**ASSIGNED TASK 1**
Rewrite everything from the start of the rows down to the line containing "positive clicks: (118, 25) (141, 15)", both ends included, with "rough mask" changed to "coarse mask" and nothing else altered. Leave the pictures out of your answer.

[PASSAGE TO READ — start]

- Oops!Something went wrong.Please try again later.
- By Margaret Moran
After the markets closed on Feb. 2, Chipotle Mexican Grill Inc. (NYSE:CMG) reported earnings results for the fourth quarter and full year of 2020.
Although the company continued its breakneck growth pace and met revenue expectations, it fell short of what analysts had predicted for earnings and comparable store sales, causing the stock to stumble in after-hours trading.
In full-year 2020, GAAP earnings per share came in at $12.52 while adjusted earnings were $10.73 per share. Revenue was $6 billion, a 7.1% decrease from full-year 2019. Digital sales grew 174.1% and accounted for 46.2% of sales, with comps increasing 1.8% and the operating margin decreasing 310 basis points to 17.4% due to the lower margins of delivery orders.

[PASSAGE TO READ — finish]
[DATASET EXCERPTS — start]

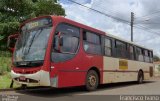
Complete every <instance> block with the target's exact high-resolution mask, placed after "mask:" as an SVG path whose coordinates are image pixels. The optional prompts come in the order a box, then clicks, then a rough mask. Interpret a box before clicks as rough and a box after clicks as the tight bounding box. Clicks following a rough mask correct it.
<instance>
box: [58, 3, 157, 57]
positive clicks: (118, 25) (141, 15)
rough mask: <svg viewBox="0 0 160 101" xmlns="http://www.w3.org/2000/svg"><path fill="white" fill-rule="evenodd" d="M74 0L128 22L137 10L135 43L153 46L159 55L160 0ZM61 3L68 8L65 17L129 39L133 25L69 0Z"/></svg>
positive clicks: (143, 45)
mask: <svg viewBox="0 0 160 101" xmlns="http://www.w3.org/2000/svg"><path fill="white" fill-rule="evenodd" d="M74 1H75V2H78V3H80V4H83V5H85V6H87V7H89V8H93V9H96V10H98V11H101V12H103V13H105V14H109V15H112V16H114V17H118V18H120V19H123V20H126V21H129V22H130V19H131V12H134V18H135V19H134V26H135V27H134V28H133V33H134V42H135V43H137V44H139V45H141V46H144V47H147V48H149V49H153V51H154V54H155V55H158V56H160V6H159V5H160V0H74ZM59 3H60V4H61V5H62V7H63V8H64V9H65V11H66V18H69V19H71V20H74V21H77V22H80V23H83V24H85V25H88V26H91V27H93V28H96V29H99V30H102V31H105V32H106V33H109V34H112V35H114V36H118V37H120V38H122V39H125V40H128V41H130V39H131V38H130V37H131V36H130V33H131V32H130V29H131V28H130V24H126V23H124V22H121V21H118V20H114V19H113V18H110V17H107V16H105V15H103V14H100V13H97V12H95V11H92V10H90V9H88V8H85V7H82V6H80V5H77V4H75V3H73V2H71V1H69V0H60V1H59Z"/></svg>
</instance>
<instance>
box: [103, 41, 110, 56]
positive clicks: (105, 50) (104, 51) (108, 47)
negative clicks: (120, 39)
mask: <svg viewBox="0 0 160 101" xmlns="http://www.w3.org/2000/svg"><path fill="white" fill-rule="evenodd" d="M111 44H112V43H111V40H110V39H108V38H105V42H104V53H105V55H107V56H111V55H112V45H111Z"/></svg>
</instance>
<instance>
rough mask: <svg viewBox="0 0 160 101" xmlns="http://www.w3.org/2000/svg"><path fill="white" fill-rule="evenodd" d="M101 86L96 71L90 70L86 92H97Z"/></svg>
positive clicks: (86, 82) (87, 73) (85, 84)
mask: <svg viewBox="0 0 160 101" xmlns="http://www.w3.org/2000/svg"><path fill="white" fill-rule="evenodd" d="M98 84H99V77H98V74H97V72H96V71H94V70H89V71H88V73H87V75H86V83H85V86H86V90H88V91H93V90H96V89H97V87H98Z"/></svg>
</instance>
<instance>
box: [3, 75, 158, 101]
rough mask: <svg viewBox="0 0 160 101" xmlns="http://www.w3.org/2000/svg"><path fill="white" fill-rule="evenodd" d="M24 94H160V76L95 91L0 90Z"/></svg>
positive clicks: (27, 95)
mask: <svg viewBox="0 0 160 101" xmlns="http://www.w3.org/2000/svg"><path fill="white" fill-rule="evenodd" d="M2 94H7V95H10V94H11V95H26V96H28V97H43V98H57V97H61V98H65V97H71V96H75V95H160V78H154V79H151V80H150V81H145V82H144V83H143V84H136V82H126V83H114V84H106V85H101V86H100V87H99V88H98V89H97V90H96V91H93V92H87V91H85V90H84V89H83V87H72V88H62V89H47V88H43V89H29V90H26V91H22V90H16V91H3V92H2V91H0V95H2Z"/></svg>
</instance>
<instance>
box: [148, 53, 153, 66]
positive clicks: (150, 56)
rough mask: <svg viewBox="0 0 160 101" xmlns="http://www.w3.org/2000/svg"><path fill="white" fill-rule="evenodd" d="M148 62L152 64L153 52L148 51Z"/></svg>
mask: <svg viewBox="0 0 160 101" xmlns="http://www.w3.org/2000/svg"><path fill="white" fill-rule="evenodd" d="M149 60H150V62H151V63H152V62H153V52H152V51H149Z"/></svg>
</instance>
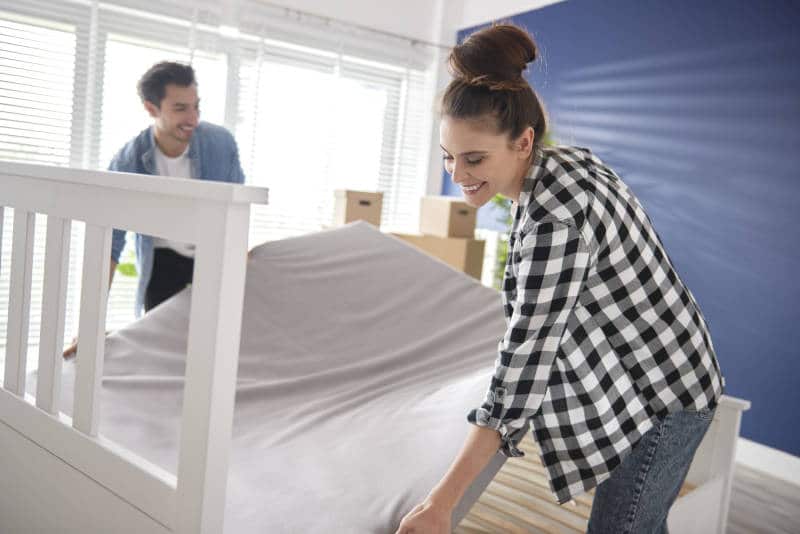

[DATASET EXCERPTS — finish]

**ASSIGNED TASK 2**
Using the article on Chipotle's 2020 results, answer these:
(a) When did Chipotle report its fourth-quarter and full-year 2020 results?
(b) What share of sales did digital sales account for in full-year 2020?
(c) To what level did the operating margin fall?

**FINAL ANSWER 1**
Complete every <instance> block with the target's exact high-resolution mask, placed after "mask:" as an SVG path whose coordinates are image pixels. The optional prompts come in the order a box, then clicks, then a coarse mask. Interpret a box before clicks as rough and a box after clicks as the tight bounding box. Clicks following a coarse mask correct it.
<instance>
box: [58, 3, 157, 57]
positive clicks: (118, 25) (141, 15)

**FINAL ANSWER 2**
(a) After the markets closed on Feb. 2.
(b) 46.2%.
(c) 17.4%.